Exercise data =>
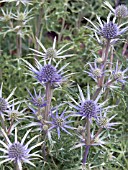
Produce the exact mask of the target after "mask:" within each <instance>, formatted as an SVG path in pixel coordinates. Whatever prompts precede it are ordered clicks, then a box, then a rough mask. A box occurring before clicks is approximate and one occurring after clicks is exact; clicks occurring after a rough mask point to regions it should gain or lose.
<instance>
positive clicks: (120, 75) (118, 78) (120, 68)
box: [112, 60, 128, 84]
mask: <svg viewBox="0 0 128 170" xmlns="http://www.w3.org/2000/svg"><path fill="white" fill-rule="evenodd" d="M121 68H122V66H121V65H120V66H119V63H118V60H117V62H116V68H115V70H113V71H112V74H113V77H114V79H115V80H116V81H117V82H120V83H122V84H124V83H125V82H126V80H125V79H127V78H128V76H125V73H126V72H127V71H128V68H126V69H125V70H123V71H122V70H121Z"/></svg>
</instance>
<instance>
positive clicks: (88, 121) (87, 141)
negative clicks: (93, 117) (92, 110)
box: [86, 118, 90, 145]
mask: <svg viewBox="0 0 128 170" xmlns="http://www.w3.org/2000/svg"><path fill="white" fill-rule="evenodd" d="M86 144H87V145H90V121H89V118H87V143H86Z"/></svg>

Goal of the exercise => Rewrite each line of the records above as a numbered list, skipping blank lines and leaving out the pictures.

Response to this task =>
1. Produce the exact mask of the target after "mask:" within each <instance>, formatted as an SVG path in pixel coordinates. Whatever prompts precede it are ordered clicks, then a box, then a rough mask. A box occurring before clicks is approximate and one occurring after clicks is exact; clicks occurring after a rough mask point to regions it should gain or lose.
2. <instance>
3. positive clicks: (120, 75) (118, 78) (120, 68)
4. box: [112, 60, 128, 84]
5. mask: <svg viewBox="0 0 128 170" xmlns="http://www.w3.org/2000/svg"><path fill="white" fill-rule="evenodd" d="M121 68H122V66H121V65H120V66H119V63H118V60H117V62H116V68H115V70H113V71H112V74H113V77H114V79H115V80H116V81H117V82H120V83H122V84H124V83H125V82H126V80H125V79H127V78H128V76H125V73H126V72H127V71H128V68H126V69H125V70H123V71H122V70H121Z"/></svg>
6. </instance>
7. <instance>
8. positive clicks: (88, 121) (87, 141)
9. negative clicks: (93, 117) (92, 110)
10. box: [86, 118, 90, 145]
11. mask: <svg viewBox="0 0 128 170" xmlns="http://www.w3.org/2000/svg"><path fill="white" fill-rule="evenodd" d="M86 144H87V145H90V121H89V118H87V143H86Z"/></svg>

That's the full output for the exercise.